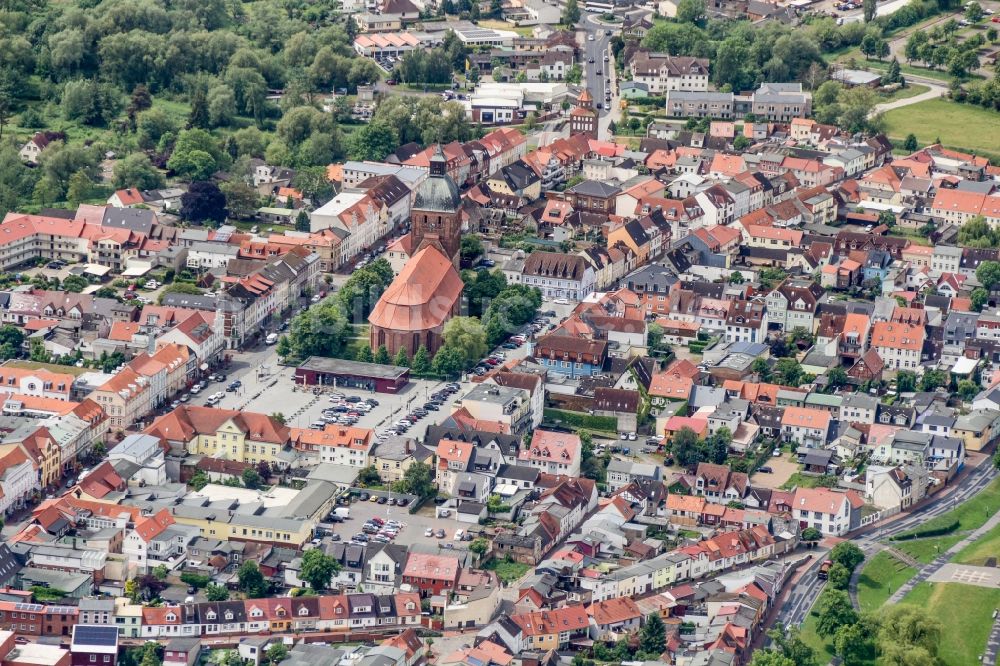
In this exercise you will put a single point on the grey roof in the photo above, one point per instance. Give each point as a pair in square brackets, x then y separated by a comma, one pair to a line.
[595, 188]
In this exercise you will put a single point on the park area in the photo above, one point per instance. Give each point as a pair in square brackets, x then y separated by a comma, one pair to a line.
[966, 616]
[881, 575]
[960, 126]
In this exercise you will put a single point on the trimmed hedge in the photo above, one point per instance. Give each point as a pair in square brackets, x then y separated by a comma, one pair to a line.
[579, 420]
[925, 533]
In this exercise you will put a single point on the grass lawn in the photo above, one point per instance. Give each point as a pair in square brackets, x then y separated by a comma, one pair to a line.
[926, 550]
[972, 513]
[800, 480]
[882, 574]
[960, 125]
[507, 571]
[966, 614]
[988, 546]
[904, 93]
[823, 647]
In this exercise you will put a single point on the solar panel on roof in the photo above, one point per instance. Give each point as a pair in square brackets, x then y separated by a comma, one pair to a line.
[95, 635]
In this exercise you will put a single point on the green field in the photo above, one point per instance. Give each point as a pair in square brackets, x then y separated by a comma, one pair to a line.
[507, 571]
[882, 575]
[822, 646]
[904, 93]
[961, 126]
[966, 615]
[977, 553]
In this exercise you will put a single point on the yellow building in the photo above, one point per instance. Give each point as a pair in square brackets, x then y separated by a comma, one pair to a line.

- - -

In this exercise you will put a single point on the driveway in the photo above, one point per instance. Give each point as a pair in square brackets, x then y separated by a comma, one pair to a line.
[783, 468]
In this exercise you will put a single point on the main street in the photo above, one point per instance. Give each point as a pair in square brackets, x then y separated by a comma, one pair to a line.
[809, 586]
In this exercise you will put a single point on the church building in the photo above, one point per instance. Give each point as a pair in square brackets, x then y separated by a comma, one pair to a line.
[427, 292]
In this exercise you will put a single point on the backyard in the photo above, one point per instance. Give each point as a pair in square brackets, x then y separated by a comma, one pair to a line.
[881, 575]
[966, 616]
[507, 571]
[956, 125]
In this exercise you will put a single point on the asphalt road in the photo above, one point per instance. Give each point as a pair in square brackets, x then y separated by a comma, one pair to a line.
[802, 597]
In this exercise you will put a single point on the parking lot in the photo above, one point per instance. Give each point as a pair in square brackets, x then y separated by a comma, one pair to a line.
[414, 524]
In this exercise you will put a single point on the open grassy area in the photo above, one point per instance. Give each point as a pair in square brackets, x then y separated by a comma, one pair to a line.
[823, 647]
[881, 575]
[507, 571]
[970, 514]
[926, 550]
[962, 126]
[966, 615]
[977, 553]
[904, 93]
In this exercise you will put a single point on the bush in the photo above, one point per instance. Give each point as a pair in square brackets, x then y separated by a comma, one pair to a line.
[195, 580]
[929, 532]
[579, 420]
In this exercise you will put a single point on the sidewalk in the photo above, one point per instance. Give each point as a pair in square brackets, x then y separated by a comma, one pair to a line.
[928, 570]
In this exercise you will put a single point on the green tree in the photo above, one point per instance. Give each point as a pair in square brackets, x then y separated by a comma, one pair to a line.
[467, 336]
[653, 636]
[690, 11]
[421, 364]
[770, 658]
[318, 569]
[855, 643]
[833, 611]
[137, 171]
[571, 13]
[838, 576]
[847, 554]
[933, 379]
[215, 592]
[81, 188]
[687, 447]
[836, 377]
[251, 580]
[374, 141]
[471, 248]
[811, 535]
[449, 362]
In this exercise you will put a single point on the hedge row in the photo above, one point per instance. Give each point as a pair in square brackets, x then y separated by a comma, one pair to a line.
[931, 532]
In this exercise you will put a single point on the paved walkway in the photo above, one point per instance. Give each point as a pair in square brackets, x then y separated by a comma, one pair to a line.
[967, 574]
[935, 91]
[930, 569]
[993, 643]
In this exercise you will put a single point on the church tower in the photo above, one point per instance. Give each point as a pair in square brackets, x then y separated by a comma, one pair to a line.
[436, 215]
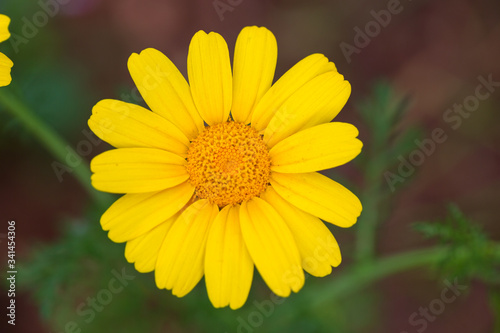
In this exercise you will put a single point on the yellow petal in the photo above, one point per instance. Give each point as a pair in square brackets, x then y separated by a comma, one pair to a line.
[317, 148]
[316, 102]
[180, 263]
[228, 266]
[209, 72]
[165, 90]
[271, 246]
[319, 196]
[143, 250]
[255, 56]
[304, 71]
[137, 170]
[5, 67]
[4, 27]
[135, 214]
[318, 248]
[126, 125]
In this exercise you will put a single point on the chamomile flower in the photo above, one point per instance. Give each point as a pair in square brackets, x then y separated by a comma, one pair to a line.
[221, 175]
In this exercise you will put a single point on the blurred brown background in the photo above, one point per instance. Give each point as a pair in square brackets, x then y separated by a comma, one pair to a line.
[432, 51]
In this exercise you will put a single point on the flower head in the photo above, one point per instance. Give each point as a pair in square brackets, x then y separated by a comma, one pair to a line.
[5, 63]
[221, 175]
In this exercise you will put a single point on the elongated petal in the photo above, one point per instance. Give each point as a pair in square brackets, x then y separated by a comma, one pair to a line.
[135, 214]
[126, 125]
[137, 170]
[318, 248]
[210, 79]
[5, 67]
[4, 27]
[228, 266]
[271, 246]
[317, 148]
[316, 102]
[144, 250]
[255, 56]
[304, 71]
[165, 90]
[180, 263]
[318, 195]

- - -

**Assigned task**
Could you retype exactly the lines above, starting at the line that contains "the green field" and ending at the line that contains "the yellow building", and nothing more?

**Answer to the exercise**
In this exercise you will put a single point on the green field in the photo above, one point per instance. Give each point as a pair in square brackets, x then y separated by a comma, one pair to a line.
[507, 571]
[882, 575]
[822, 646]
[904, 93]
[961, 126]
[966, 615]
[977, 553]
In this exercise you will put a single point on the yellow building in the photo above, one point per instance. Give each point as a pair in square brackets, x then y separated by a comma, one pair to a line.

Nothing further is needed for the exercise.